··· Record excerpts ···

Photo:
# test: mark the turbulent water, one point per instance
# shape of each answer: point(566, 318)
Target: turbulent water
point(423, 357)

···
··· Record excerpts ···

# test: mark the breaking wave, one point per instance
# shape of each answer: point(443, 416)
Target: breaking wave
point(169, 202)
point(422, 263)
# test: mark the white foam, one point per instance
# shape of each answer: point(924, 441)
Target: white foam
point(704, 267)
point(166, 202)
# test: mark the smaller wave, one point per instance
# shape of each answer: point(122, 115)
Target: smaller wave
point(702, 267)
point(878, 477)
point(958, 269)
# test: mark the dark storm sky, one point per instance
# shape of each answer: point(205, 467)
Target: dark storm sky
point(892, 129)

···
··· Record excerpts ···

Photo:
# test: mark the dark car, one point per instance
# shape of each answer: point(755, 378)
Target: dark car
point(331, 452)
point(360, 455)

···

__Problem statement__
All lines with the string "shape" must be copied from the data.

__Answer section__
# shape of each answer: point(566, 318)
# shape of each answer: point(443, 416)
# shape of each answer: point(924, 441)
# shape of each answer: point(122, 115)
# shape of each answer: point(205, 467)
# shape of each answer: point(755, 378)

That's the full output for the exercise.